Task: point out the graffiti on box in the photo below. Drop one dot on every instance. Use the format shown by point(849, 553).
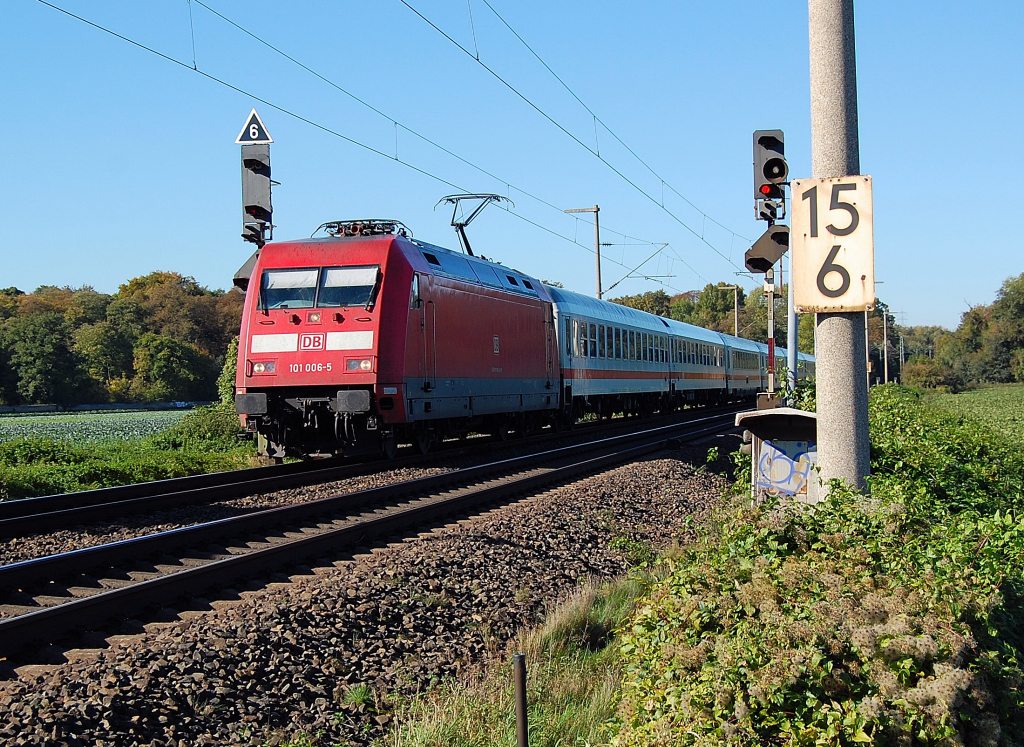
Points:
point(783, 466)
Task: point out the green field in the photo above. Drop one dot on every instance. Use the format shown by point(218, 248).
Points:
point(89, 427)
point(999, 408)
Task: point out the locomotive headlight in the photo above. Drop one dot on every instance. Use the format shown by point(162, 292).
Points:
point(355, 364)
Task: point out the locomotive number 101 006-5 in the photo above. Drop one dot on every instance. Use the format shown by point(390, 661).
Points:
point(308, 367)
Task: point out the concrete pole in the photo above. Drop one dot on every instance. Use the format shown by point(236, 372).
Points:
point(839, 347)
point(867, 348)
point(770, 287)
point(791, 334)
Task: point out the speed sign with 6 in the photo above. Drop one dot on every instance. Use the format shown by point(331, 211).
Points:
point(833, 245)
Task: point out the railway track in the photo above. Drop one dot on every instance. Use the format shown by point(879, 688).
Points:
point(48, 513)
point(45, 599)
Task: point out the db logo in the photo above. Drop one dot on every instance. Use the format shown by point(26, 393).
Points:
point(311, 342)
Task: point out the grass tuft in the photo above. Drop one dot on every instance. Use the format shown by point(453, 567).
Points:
point(572, 680)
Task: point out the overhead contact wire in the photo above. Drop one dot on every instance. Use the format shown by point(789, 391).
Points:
point(592, 151)
point(392, 120)
point(300, 118)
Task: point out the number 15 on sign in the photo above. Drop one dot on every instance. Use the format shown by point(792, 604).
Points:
point(833, 245)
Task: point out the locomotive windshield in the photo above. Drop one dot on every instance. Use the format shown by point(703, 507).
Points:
point(321, 287)
point(346, 286)
point(288, 288)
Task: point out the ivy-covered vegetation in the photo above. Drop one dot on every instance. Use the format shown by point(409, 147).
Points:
point(890, 619)
point(161, 337)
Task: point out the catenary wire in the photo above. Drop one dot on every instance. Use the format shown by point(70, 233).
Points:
point(593, 152)
point(598, 120)
point(312, 123)
point(395, 122)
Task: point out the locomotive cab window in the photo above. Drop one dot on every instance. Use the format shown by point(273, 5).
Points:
point(288, 289)
point(348, 286)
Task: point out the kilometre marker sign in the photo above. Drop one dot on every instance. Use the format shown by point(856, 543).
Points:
point(833, 244)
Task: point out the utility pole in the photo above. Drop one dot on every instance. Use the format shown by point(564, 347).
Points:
point(885, 341)
point(597, 241)
point(735, 307)
point(842, 390)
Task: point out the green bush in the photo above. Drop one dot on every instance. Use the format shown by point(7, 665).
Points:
point(891, 619)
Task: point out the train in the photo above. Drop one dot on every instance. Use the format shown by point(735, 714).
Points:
point(368, 338)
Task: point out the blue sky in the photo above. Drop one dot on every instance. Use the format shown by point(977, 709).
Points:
point(118, 162)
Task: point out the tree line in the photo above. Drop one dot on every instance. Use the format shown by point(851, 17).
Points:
point(161, 337)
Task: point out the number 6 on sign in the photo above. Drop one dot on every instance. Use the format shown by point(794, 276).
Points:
point(833, 245)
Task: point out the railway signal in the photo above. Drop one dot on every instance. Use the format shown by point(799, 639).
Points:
point(257, 209)
point(770, 172)
point(768, 249)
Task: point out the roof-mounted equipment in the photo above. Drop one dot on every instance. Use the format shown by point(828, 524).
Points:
point(370, 226)
point(460, 225)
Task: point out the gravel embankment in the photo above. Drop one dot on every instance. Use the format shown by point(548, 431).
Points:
point(283, 659)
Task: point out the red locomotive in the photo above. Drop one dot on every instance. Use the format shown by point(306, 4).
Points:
point(368, 338)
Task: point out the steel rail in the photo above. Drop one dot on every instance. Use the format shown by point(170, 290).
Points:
point(47, 513)
point(50, 623)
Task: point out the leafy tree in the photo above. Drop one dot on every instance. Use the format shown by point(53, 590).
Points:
point(9, 301)
point(683, 304)
point(167, 368)
point(41, 355)
point(107, 353)
point(87, 306)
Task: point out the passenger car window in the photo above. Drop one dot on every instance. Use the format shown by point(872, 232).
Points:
point(288, 288)
point(347, 286)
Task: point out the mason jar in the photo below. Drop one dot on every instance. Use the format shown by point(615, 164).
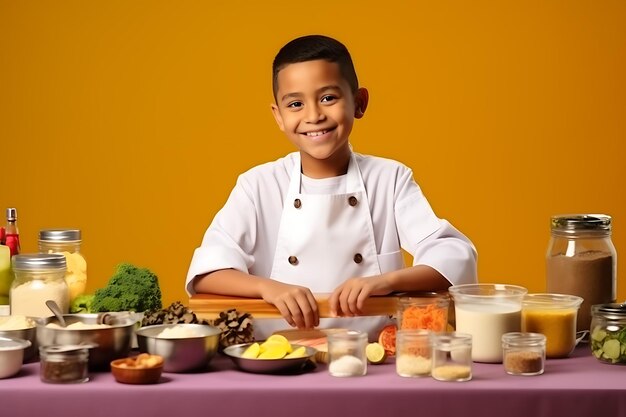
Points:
point(608, 327)
point(67, 242)
point(581, 260)
point(38, 277)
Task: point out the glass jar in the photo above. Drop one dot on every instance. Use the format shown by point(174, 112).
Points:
point(553, 315)
point(523, 353)
point(413, 352)
point(64, 364)
point(346, 351)
point(452, 356)
point(427, 312)
point(581, 260)
point(487, 311)
point(608, 332)
point(67, 242)
point(38, 277)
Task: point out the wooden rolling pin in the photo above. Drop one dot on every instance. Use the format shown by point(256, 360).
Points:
point(208, 306)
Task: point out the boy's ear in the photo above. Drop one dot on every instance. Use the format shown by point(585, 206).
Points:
point(361, 99)
point(278, 117)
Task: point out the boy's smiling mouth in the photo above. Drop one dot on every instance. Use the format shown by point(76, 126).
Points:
point(316, 133)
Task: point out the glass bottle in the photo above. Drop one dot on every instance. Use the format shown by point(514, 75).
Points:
point(67, 242)
point(38, 277)
point(12, 234)
point(581, 260)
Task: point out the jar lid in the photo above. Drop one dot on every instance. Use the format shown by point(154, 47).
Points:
point(523, 339)
point(572, 223)
point(11, 214)
point(39, 261)
point(610, 310)
point(60, 235)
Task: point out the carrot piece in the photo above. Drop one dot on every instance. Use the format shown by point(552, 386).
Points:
point(429, 317)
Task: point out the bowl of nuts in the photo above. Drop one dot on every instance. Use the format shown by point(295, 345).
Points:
point(141, 369)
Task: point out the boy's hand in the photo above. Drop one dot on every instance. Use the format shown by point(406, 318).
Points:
point(348, 298)
point(295, 303)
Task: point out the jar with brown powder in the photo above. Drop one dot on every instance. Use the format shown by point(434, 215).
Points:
point(581, 260)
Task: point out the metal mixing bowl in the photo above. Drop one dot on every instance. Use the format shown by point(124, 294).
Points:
point(29, 333)
point(112, 342)
point(183, 354)
point(270, 366)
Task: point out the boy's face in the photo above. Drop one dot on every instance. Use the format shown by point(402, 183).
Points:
point(316, 109)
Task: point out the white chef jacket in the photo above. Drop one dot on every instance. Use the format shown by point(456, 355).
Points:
point(244, 232)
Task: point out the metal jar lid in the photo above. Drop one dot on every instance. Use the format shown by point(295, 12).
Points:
point(60, 235)
point(38, 261)
point(574, 223)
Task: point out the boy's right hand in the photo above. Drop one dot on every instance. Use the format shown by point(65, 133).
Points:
point(295, 303)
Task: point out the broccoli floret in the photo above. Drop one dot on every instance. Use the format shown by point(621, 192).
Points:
point(129, 289)
point(82, 304)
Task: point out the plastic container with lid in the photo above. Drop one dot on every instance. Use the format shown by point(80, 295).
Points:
point(524, 353)
point(413, 352)
point(38, 277)
point(452, 356)
point(424, 312)
point(581, 260)
point(346, 351)
point(553, 315)
point(608, 333)
point(67, 242)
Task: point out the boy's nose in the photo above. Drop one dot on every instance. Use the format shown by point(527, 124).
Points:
point(313, 114)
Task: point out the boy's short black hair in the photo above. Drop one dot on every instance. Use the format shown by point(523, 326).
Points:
point(311, 48)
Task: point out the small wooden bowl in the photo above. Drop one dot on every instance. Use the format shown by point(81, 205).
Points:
point(124, 372)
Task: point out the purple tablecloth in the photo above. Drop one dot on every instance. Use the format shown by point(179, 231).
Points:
point(576, 386)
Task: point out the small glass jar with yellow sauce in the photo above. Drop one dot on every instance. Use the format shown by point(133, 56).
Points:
point(553, 315)
point(67, 242)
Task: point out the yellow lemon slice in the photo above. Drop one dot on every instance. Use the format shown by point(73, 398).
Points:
point(375, 353)
point(299, 352)
point(276, 340)
point(275, 351)
point(252, 352)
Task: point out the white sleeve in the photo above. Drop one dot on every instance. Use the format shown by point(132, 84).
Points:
point(432, 241)
point(229, 240)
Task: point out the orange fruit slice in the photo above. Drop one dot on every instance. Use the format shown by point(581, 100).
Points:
point(387, 338)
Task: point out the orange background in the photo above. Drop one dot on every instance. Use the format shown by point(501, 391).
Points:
point(132, 119)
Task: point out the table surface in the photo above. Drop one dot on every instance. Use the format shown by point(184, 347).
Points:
point(575, 386)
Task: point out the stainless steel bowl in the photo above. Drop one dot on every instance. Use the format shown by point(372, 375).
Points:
point(271, 366)
point(181, 354)
point(29, 333)
point(11, 355)
point(112, 342)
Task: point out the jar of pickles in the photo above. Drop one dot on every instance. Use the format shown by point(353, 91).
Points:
point(608, 332)
point(38, 277)
point(67, 242)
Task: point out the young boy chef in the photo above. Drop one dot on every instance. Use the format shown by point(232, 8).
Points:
point(325, 219)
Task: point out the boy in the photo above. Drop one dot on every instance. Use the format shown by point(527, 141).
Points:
point(325, 219)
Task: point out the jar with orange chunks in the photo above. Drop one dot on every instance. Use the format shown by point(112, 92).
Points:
point(553, 315)
point(423, 313)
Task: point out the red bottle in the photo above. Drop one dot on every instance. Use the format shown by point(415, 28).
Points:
point(12, 238)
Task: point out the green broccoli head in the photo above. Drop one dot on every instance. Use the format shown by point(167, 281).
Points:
point(82, 304)
point(129, 289)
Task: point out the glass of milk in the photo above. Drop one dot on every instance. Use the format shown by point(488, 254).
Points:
point(487, 311)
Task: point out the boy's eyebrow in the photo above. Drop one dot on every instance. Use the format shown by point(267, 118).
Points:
point(319, 90)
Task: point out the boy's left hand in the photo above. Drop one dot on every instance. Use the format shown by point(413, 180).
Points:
point(348, 298)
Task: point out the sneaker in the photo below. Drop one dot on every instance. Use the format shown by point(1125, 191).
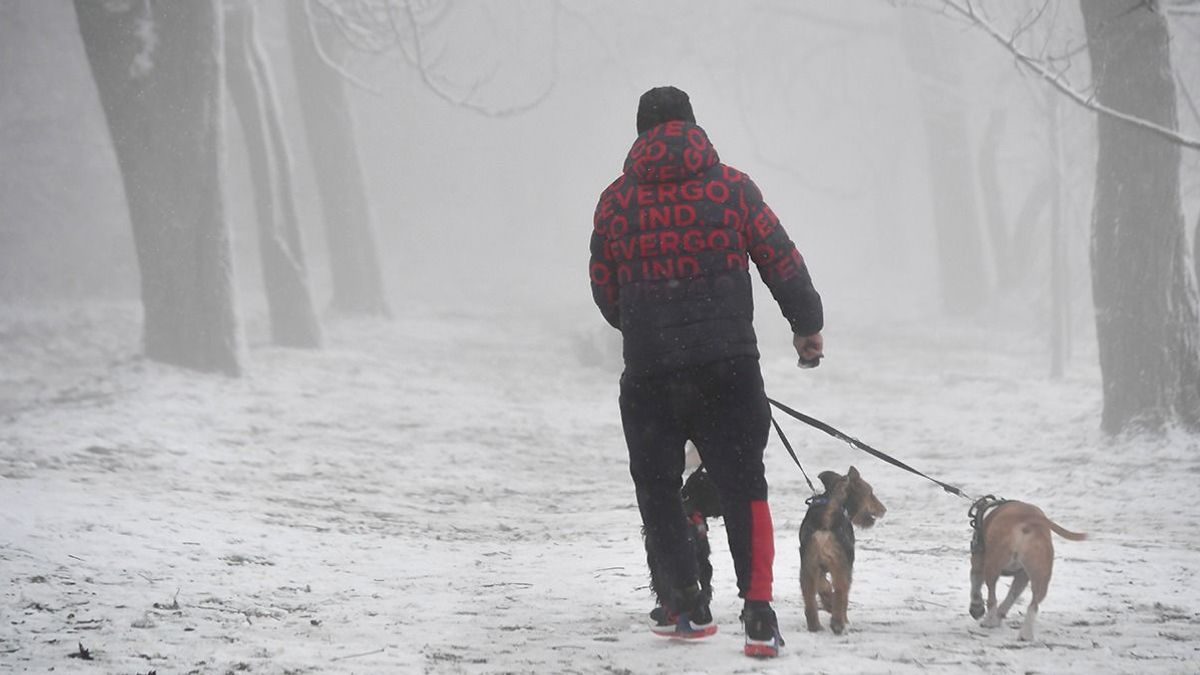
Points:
point(685, 626)
point(762, 629)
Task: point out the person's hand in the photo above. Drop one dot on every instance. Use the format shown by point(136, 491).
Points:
point(810, 348)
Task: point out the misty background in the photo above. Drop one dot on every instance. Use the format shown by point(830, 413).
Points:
point(300, 369)
point(821, 106)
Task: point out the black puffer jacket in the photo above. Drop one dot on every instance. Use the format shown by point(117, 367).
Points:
point(671, 244)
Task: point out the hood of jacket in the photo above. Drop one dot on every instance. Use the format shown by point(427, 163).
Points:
point(669, 153)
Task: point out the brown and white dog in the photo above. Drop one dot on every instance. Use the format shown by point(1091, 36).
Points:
point(1012, 539)
point(827, 544)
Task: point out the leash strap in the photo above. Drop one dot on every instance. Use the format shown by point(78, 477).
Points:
point(791, 452)
point(862, 446)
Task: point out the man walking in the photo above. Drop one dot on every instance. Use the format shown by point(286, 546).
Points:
point(671, 249)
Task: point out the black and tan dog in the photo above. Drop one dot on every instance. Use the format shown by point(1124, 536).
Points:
point(701, 501)
point(827, 544)
point(1012, 539)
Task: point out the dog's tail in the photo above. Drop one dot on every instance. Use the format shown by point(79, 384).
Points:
point(1066, 533)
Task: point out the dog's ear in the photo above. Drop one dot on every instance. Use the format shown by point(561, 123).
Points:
point(829, 478)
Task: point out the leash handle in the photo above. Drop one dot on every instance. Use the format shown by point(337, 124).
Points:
point(856, 443)
point(791, 452)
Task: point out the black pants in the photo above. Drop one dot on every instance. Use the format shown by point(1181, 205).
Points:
point(723, 408)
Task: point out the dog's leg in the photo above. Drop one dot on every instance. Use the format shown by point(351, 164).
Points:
point(1019, 581)
point(840, 579)
point(976, 608)
point(810, 575)
point(991, 619)
point(825, 591)
point(1041, 566)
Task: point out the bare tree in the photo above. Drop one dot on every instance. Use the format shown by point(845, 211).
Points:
point(1145, 294)
point(159, 71)
point(951, 186)
point(252, 91)
point(329, 129)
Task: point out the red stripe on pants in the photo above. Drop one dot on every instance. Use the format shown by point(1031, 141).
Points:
point(762, 551)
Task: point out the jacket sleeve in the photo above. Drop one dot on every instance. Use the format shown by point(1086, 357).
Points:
point(603, 270)
point(781, 266)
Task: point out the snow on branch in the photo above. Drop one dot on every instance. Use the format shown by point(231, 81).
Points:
point(1059, 79)
point(377, 27)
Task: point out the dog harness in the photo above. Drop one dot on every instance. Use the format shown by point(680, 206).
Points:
point(977, 513)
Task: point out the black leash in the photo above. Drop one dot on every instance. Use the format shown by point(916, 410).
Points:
point(859, 444)
point(791, 452)
point(977, 512)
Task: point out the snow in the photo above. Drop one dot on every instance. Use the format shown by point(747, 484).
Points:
point(448, 493)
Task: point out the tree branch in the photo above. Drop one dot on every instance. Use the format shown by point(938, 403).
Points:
point(1059, 81)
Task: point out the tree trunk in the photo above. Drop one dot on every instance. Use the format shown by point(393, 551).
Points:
point(157, 67)
point(951, 172)
point(329, 129)
point(1145, 296)
point(285, 275)
point(1060, 299)
point(993, 201)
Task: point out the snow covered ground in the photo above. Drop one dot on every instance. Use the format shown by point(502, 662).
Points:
point(447, 493)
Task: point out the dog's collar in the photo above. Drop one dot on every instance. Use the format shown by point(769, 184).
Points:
point(977, 513)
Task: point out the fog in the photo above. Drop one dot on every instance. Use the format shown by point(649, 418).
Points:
point(821, 107)
point(288, 384)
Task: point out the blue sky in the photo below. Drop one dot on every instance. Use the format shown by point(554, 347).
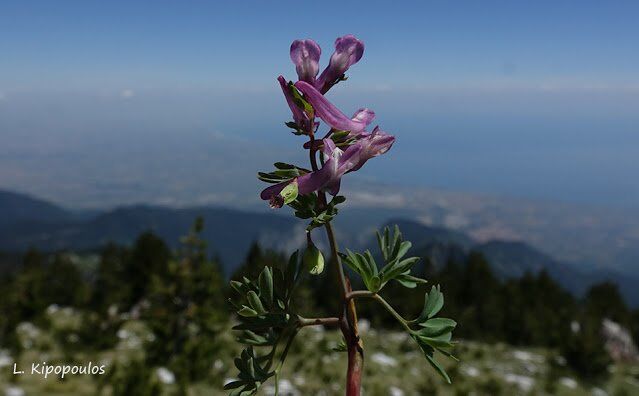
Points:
point(532, 99)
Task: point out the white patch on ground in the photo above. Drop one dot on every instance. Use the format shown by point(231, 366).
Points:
point(528, 356)
point(524, 383)
point(5, 358)
point(568, 382)
point(13, 391)
point(383, 359)
point(165, 375)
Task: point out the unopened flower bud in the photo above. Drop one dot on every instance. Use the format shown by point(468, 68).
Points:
point(313, 259)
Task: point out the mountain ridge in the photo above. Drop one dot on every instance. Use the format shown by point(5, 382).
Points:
point(231, 231)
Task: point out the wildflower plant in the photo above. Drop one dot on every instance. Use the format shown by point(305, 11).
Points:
point(268, 323)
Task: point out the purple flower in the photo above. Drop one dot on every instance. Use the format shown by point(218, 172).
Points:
point(331, 114)
point(348, 51)
point(362, 115)
point(305, 55)
point(336, 164)
point(300, 118)
point(371, 145)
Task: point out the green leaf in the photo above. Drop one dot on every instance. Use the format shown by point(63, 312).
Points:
point(255, 302)
point(292, 270)
point(409, 281)
point(300, 101)
point(433, 303)
point(437, 367)
point(289, 193)
point(266, 285)
point(437, 326)
point(313, 260)
point(247, 312)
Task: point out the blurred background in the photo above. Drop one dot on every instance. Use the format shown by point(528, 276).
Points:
point(514, 174)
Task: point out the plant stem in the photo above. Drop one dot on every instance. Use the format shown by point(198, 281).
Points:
point(348, 323)
point(303, 322)
point(367, 294)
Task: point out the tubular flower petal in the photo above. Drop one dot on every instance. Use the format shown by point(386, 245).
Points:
point(300, 118)
point(348, 51)
point(364, 115)
point(371, 145)
point(336, 164)
point(328, 112)
point(305, 55)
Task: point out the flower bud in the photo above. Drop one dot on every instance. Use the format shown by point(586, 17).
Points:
point(305, 55)
point(313, 259)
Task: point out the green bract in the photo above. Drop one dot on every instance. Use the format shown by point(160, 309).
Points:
point(393, 249)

= = = = =

** WHAT IS EXPECTED **
Each line holding "green" should be copied from the material above.

** RESULT OF THIS TASK **
Task: point out the green field in the photo above. Drop one dot on every instance. Use the format shown by point(218, 248).
Task: point out the green bush in the photo above. Drop one dot on every instance. Use the format shown by point(7, 665).
Task: point out the green broccoli head in the photo above. Drop one dot on every instance. Use the format shown by point(167, 281).
Task: point out the green leaf in the photo above. Drop one dot on every instance. Use the format shown by point(63, 312).
Task: point out the green bract in the photo above. Drop one dot on every instance. Use the format shown by point(160, 309).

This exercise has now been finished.